◆ DOCUMENT EXCERPT
This view was put starkly by the Under-Secretary of State for Public Diplomacy and Public Affairs Richard Stengel on CNN's Outfront on which Stengel told the host Erin Burnett:
[T]he actions of ISIS, the actions of these people, are by definition not religious. There is no religion on face of the earth or in human history that condones the kind of reprehensible criminal actions that ISIS commits. I think that is the President's point. Do these men say they are doing it in the name of Islam? Yes. Is it a completely distorted and narrow and ancient view of Islam? Yes. But I would not say it [is] Islamic.This is simply false. As I wrote the other day, ISIL is attempting in everything they do to emulate the example of their founder, Mohammad. To say that ISIL is not Islamic is to say that Mohammad was not Islamic.
Graeme Wood at The Atlantic has an outstanding piece on the history and nature of ISIL in which he makes this point emphatically. His essay should be required reading for everyone in the West, especially for those who share Mr. Obama's and Mr. Stengel's views. Wood's thoroughly researched piece is a little lengthy but certainly worth the time to study. Here's a relevant excerpt:
We are misled ..., by a well-intentioned but dishonest campaign to deny the Islamic State’s medieval religious nature.... There is a temptation to rehearse this observation—that jihadists are modern secular people, with modern political concerns, wearing medieval religious disguise—and make it fit the Islamic State. In fact, much of what the group does looks nonsensical except in light of a sincere, carefully considered commitment to returning civilization to a seventh-century legal environment, and ultimately to bringing about the apocalypse.In other words, the atrocities perpetrated by ISIL are not un-Islamic at all. They are in keeping with Koranic law. The reason ISIL has no tolerance for modern Muslims is that they see them as sell-outs and heretics who have deviated from the pure law of the Prophet. To refuse to see this and acknowledge it, as so many in this administration seem determined to do, is to bury one's head in the sand.
The most-articulate spokesmen for that position are the Islamic State’s officials and supporters themselves. They refer derisively to “moderns.” In conversation, they insist that they will not—cannot—waver from governing precepts that were embedded in Islam by the Prophet Muhammad and his earliest followers. They often speak in codes and allusions that sound odd or old-fashioned to non-Muslims, but refer to specific traditions and texts of early Islam.

◆ INSTRUCTION A
In the commentary on ISIL, who hosted the show on which Richard Stengel spoke?
◆ INSTRUCTION B
In the commentary on ISIL, rewrite the part starting at "The most-articulate spokesmen" and ending at "of early Islam.", swapping "odd" for "strange".
◆ INSTRUCTION C
Do these statements agree with the commentary on ISIL? (i) Graeme Wood's piece appeared in The Atlantic. (ii) The writer says Wood's piece is too long to be worth the time. (iii) Islamic State supporters speak of "moderns" with respect.

◆ Point labeling data
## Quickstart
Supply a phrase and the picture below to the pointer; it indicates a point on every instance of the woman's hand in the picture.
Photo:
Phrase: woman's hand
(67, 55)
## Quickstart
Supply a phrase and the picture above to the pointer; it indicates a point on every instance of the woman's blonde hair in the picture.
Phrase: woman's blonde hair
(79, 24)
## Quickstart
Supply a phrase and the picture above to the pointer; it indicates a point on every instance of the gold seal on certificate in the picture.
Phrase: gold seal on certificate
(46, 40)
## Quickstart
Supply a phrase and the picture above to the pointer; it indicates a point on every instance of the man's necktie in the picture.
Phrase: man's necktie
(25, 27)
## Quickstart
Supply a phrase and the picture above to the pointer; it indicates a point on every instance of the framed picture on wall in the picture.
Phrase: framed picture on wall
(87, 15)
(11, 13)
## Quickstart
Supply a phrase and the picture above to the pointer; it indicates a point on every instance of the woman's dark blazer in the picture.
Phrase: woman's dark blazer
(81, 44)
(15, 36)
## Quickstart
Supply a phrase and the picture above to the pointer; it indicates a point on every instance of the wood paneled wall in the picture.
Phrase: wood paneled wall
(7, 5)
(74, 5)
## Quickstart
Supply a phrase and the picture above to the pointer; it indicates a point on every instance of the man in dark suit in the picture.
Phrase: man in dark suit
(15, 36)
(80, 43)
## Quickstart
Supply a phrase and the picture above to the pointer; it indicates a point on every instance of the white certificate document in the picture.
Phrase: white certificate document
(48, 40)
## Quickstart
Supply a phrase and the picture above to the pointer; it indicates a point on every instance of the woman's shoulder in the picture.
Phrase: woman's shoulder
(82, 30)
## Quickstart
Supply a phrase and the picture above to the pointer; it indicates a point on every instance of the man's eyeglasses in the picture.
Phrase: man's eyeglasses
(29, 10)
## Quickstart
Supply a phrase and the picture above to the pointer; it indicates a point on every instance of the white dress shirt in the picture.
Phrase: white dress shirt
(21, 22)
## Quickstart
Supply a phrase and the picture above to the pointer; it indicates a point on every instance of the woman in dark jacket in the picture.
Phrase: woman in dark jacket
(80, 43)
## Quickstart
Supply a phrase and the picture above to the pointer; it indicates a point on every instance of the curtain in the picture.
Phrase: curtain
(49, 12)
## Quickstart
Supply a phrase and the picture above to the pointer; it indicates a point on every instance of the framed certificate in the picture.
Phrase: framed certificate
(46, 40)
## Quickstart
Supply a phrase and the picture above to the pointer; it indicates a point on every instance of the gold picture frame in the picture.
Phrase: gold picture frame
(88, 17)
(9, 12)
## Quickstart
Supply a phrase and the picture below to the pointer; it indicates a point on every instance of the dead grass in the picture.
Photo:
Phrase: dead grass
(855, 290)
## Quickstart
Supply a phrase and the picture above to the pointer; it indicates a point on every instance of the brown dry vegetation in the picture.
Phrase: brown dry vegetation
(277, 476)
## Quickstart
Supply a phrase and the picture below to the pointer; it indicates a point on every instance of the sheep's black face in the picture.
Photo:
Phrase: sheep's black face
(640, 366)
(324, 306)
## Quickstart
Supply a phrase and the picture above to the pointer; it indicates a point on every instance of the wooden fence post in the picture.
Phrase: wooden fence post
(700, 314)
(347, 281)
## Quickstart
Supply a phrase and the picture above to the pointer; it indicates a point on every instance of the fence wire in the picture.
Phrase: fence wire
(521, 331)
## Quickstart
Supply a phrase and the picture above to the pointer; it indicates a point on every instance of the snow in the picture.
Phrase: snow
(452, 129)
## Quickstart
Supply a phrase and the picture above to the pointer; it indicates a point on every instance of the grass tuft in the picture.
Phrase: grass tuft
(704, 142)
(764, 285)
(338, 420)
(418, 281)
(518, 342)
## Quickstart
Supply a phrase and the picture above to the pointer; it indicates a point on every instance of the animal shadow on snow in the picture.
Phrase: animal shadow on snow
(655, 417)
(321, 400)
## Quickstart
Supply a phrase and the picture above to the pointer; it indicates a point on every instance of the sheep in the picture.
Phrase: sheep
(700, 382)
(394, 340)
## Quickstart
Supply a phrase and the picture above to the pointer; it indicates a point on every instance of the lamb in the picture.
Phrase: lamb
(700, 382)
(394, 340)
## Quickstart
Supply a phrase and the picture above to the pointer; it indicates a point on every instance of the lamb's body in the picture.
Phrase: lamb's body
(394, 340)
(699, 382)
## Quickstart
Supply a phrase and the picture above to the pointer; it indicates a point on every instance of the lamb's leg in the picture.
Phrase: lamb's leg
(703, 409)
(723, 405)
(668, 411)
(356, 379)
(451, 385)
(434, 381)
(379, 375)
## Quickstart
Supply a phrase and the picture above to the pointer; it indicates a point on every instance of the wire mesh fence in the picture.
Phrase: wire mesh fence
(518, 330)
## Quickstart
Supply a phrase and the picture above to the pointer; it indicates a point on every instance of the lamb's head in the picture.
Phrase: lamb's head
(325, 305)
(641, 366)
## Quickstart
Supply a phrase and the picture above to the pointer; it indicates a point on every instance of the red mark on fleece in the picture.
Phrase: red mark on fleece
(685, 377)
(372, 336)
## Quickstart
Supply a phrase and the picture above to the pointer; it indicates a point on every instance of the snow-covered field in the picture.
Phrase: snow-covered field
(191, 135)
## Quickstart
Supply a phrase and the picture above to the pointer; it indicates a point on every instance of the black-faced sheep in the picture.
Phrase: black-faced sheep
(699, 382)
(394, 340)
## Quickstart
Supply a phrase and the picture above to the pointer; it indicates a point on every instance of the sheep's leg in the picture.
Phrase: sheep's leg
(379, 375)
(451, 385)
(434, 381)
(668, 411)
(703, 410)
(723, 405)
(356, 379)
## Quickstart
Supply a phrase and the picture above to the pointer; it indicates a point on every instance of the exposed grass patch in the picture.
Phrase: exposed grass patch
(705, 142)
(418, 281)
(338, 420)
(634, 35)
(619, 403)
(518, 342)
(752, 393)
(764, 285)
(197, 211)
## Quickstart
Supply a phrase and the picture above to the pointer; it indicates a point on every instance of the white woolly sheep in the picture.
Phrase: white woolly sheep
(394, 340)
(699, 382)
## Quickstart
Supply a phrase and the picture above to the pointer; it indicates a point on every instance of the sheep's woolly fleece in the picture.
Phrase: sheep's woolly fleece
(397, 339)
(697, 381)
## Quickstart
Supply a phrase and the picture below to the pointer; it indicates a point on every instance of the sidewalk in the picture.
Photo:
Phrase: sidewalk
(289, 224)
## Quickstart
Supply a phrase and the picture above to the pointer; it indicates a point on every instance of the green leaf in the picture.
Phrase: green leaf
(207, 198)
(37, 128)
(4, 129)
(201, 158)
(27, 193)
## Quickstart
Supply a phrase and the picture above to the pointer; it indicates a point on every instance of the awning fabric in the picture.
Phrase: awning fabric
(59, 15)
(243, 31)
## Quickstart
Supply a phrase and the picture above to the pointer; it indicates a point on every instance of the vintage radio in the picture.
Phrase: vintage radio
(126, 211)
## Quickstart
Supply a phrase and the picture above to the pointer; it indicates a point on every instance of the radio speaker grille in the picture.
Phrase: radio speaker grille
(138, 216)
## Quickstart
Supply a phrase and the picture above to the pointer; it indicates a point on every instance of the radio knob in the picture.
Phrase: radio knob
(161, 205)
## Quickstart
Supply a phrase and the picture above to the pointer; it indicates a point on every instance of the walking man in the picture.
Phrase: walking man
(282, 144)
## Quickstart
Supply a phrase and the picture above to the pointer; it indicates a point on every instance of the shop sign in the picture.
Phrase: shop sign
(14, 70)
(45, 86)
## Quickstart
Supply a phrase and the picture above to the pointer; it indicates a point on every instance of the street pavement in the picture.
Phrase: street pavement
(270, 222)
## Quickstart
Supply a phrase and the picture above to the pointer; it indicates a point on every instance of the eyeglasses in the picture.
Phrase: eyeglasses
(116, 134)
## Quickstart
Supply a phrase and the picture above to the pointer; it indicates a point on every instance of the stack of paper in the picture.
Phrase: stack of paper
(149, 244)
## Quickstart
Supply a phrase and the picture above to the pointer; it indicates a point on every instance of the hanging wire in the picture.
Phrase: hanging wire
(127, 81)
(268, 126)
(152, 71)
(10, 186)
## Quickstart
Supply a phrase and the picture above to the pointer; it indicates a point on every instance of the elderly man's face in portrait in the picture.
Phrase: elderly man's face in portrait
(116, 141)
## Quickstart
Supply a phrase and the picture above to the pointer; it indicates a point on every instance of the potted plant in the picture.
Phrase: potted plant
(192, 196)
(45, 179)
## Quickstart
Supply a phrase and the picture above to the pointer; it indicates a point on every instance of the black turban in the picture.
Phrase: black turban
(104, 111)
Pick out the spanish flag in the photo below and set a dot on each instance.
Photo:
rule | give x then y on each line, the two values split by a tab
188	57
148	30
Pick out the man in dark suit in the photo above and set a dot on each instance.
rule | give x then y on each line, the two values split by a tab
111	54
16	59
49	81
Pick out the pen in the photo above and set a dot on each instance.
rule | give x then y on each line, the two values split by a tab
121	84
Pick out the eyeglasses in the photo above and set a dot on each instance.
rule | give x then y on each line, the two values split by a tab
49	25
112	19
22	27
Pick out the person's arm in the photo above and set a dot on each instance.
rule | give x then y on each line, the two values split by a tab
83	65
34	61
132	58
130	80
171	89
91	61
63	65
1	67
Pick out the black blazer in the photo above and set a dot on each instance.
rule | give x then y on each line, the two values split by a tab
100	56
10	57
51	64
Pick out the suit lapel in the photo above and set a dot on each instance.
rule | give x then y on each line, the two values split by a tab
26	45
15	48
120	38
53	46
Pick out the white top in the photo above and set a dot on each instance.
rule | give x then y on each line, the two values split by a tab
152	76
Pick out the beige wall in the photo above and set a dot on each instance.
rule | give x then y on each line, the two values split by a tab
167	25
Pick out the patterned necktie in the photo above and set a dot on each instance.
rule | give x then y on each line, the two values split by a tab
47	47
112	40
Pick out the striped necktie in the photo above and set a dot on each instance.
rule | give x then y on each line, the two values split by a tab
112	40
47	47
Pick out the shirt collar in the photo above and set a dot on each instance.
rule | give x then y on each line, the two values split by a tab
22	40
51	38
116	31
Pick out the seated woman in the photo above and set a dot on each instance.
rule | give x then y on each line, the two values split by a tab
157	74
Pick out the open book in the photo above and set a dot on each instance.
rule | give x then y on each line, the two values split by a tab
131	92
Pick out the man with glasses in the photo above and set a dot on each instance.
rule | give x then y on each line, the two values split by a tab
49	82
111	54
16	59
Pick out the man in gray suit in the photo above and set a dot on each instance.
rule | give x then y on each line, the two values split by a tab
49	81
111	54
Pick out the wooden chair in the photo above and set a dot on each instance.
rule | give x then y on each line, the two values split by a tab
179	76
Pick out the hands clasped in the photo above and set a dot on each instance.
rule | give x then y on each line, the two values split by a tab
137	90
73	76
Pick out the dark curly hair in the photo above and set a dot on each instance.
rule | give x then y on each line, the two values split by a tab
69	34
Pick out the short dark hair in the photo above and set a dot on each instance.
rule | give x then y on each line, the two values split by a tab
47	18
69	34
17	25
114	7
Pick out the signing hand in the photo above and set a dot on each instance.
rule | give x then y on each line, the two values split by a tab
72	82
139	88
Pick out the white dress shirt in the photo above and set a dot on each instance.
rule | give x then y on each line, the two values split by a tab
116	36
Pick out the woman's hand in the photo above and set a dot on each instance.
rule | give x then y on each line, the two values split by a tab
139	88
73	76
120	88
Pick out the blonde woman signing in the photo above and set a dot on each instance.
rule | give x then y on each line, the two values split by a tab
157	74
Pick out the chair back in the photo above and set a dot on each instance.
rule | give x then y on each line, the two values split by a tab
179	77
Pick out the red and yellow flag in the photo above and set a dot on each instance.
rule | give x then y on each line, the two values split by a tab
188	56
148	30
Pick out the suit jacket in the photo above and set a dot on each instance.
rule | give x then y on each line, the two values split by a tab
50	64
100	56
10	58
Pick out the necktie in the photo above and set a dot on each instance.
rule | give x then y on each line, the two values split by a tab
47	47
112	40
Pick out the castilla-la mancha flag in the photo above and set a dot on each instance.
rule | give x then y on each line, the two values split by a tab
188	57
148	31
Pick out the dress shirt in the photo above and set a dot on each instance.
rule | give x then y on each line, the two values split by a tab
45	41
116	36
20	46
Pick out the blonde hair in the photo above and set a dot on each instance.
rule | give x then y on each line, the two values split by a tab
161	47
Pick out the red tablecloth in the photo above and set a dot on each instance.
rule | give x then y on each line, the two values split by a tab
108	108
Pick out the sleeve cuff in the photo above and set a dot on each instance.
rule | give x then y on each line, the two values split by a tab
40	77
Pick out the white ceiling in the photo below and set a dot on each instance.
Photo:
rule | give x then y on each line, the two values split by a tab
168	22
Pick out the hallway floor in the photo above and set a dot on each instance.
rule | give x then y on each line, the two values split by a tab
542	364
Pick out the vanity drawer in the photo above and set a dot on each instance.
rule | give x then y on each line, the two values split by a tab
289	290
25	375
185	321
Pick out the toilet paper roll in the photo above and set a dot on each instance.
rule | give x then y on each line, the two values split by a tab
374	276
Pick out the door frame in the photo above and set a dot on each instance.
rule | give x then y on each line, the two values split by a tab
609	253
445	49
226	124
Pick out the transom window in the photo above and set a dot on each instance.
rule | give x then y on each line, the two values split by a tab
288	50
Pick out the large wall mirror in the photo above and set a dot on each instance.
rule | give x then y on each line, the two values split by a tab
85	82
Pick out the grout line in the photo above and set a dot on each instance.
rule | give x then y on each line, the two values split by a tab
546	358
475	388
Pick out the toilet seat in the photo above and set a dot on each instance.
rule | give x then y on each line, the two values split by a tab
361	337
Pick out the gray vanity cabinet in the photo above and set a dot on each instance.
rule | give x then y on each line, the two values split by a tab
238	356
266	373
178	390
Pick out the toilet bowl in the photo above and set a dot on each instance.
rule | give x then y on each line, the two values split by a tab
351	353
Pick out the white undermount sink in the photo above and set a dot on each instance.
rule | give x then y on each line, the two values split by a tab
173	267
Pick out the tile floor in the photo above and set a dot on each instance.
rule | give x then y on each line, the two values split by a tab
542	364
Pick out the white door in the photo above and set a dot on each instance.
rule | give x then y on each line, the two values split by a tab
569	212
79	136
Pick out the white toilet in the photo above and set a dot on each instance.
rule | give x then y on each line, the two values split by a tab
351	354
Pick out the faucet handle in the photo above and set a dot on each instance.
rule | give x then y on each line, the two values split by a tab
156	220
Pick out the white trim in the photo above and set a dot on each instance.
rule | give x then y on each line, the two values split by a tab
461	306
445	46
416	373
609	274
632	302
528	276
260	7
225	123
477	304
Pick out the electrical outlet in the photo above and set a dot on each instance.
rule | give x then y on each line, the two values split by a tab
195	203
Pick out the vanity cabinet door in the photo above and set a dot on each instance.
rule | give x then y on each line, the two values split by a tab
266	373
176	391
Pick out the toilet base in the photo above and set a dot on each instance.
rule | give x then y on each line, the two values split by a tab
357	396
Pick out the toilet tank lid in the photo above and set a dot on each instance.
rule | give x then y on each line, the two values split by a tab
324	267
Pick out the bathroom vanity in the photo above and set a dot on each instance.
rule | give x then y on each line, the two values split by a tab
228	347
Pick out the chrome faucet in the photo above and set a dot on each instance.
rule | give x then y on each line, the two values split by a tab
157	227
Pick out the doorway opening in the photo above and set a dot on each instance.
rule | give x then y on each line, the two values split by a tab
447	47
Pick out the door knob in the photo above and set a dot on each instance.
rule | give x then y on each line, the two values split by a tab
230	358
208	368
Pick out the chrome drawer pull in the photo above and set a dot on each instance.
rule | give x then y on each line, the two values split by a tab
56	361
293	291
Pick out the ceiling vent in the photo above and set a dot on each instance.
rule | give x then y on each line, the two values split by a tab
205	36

◆ EXERCISE SOLUTION A
Erin Burnett

◆ EXERCISE SOLUTION B
The most-articulate spokesmen for that position are the Islamic State’s officials and supporters themselves. They refer derisively to “moderns.” In conversation, they insist that they will not—cannot—waver from governing precepts that were embedded in Islam by the Prophet Muhammad and his earliest followers. They often speak in codes and allusions that sound strange or old-fashioned to non-Muslims, but refer to specific traditions and texts of early Islam.

◆ EXERCISE SOLUTION C
(i) Yes: "Graeme Wood at The Atlantic has an outstanding piece on the history and nature of ISIL"
(ii) No: "Wood's thoroughly researched piece is a little lengthy but certainly worth the time to study."
(iii) No: "They refer derisively to “moderns.”"